Task statement.
Rewrite the entries below, changing each "instance" to "object" and leaving everything else as it is. Omit the pictures from your answer.

Extracted entries.
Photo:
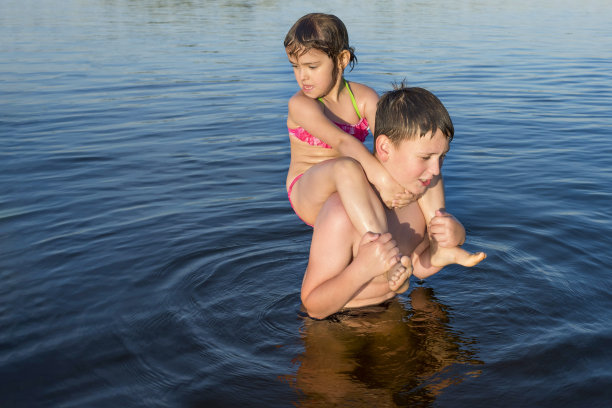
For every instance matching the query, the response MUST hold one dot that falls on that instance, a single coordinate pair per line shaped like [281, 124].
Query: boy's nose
[434, 168]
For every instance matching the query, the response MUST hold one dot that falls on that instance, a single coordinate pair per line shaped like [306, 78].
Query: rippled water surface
[149, 257]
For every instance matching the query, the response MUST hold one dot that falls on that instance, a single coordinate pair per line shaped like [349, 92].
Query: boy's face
[415, 162]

Expected output.
Photo:
For every object matching the query, the response MUST hold one dot that falls on that object, a single coordinate pair per line shaped like [281, 124].
Query: boy's nose
[434, 168]
For every object matching the query, the response MUST hold one dot that falls on that object, a single coordinate pair per line shaped like [306, 78].
Query: rippled water surface
[149, 257]
For every object matching the query, the response MUST hold one dot that falls on that object, a single coordinate pair per line shaped like [349, 92].
Query: boy's face
[415, 162]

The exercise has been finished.